• _Instructions to follow_
Every line with the string "coat" in it belongs in your answer, so copy them all from the data.

BEGIN Data under study

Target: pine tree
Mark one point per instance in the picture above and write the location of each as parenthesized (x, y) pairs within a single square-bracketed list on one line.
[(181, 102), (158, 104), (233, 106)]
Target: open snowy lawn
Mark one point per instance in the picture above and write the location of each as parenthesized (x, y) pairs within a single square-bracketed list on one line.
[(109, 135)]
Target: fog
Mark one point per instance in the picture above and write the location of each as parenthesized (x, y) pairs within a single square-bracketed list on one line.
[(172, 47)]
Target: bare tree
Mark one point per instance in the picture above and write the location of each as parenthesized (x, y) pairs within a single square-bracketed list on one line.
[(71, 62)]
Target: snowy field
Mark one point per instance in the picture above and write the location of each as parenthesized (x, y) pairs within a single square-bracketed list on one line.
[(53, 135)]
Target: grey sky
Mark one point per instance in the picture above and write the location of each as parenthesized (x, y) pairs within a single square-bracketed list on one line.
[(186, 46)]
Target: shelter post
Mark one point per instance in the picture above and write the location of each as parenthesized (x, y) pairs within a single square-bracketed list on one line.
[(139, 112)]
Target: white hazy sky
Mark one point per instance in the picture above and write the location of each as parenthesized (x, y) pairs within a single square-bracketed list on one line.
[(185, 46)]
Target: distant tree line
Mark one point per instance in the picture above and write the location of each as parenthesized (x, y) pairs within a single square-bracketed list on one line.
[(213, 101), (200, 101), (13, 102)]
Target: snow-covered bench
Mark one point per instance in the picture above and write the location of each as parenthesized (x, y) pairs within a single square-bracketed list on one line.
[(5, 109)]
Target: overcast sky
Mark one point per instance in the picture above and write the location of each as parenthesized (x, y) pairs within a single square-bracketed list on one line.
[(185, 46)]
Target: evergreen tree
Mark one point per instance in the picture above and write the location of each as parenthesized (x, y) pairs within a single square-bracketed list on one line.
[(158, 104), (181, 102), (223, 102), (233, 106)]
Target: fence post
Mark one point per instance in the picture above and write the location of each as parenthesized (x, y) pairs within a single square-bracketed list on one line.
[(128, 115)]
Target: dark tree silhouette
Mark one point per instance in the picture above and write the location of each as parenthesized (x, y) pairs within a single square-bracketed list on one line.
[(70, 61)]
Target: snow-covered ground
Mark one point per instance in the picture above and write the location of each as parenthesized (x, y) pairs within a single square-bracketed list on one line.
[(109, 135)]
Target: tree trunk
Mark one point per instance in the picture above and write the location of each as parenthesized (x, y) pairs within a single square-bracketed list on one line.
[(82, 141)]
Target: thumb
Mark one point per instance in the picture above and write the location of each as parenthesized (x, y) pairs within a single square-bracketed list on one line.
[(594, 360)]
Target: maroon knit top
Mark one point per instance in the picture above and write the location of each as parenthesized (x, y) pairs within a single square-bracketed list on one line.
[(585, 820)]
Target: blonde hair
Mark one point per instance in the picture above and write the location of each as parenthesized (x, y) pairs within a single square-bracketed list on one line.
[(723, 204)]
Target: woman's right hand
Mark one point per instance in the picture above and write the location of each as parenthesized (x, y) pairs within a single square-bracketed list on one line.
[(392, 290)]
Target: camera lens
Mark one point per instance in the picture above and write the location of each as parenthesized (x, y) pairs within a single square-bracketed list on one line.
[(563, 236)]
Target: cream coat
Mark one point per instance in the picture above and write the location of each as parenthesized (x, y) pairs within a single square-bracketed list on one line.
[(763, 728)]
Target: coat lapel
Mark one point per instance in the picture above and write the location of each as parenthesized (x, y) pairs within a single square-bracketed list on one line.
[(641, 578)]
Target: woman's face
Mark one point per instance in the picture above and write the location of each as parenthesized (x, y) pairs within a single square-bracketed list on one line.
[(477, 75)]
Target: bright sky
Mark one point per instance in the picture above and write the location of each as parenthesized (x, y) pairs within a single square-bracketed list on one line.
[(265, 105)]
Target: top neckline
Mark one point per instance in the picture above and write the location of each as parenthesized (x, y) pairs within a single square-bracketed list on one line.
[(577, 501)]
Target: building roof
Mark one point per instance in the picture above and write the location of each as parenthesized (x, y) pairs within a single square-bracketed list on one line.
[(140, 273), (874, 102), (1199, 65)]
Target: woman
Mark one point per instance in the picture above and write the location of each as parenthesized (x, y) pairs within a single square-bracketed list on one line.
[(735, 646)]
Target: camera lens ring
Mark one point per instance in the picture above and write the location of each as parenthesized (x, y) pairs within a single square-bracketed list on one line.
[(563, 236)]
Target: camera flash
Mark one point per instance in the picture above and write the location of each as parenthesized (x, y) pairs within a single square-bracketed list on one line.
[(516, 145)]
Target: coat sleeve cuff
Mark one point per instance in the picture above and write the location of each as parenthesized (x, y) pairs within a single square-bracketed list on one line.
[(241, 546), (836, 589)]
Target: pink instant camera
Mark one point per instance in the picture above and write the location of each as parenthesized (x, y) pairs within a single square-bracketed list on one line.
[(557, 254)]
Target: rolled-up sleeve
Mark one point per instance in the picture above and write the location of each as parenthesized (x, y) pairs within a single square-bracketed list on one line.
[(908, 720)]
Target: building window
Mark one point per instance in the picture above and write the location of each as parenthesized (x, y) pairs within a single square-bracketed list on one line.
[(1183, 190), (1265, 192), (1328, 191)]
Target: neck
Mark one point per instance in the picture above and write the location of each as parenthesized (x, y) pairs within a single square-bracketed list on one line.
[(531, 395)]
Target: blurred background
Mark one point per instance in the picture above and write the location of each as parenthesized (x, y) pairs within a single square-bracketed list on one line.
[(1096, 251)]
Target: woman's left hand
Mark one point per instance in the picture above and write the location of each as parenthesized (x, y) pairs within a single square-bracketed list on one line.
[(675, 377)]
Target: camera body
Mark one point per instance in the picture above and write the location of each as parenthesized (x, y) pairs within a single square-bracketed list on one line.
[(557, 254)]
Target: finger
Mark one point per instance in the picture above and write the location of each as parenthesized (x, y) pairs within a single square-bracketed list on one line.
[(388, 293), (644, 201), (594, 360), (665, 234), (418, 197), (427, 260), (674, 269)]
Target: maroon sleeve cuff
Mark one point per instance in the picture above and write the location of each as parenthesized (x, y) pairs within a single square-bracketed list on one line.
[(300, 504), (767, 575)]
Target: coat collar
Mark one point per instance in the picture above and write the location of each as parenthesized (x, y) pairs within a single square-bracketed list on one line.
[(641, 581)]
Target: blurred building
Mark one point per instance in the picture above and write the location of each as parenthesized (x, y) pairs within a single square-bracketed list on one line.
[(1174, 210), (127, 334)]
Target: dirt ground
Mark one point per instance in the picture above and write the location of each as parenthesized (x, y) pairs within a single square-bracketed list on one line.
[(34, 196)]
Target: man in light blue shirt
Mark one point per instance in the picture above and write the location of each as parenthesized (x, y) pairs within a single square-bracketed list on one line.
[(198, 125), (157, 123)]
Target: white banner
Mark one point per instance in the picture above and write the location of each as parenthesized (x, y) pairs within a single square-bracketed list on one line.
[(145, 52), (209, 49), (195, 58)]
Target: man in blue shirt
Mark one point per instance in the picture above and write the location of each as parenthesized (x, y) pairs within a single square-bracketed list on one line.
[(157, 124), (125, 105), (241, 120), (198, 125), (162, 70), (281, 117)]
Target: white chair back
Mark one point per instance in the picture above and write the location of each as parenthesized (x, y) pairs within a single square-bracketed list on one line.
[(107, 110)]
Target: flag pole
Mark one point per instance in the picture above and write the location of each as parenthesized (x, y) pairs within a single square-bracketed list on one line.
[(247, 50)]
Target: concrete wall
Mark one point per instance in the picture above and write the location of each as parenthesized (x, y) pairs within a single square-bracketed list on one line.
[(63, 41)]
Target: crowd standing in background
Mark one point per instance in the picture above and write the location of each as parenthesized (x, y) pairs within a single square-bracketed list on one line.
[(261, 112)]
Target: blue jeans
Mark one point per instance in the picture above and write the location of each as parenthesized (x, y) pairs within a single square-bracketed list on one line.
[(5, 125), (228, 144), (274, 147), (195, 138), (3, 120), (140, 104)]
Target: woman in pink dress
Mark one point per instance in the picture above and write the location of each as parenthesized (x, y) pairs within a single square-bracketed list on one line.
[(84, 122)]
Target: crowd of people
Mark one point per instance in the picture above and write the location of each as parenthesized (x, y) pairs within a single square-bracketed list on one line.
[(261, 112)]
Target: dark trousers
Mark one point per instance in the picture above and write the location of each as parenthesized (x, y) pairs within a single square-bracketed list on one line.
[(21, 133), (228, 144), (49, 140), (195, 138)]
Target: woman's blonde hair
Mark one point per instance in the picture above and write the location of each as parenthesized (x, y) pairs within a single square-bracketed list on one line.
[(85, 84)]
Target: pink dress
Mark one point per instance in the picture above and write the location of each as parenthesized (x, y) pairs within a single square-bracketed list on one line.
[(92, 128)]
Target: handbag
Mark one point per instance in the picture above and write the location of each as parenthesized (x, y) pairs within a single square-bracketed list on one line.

END Data under study

• _Response to the task_
Target: cream coat
Target: coat lapel
Target: coat sleeve cuff
Target: coat collar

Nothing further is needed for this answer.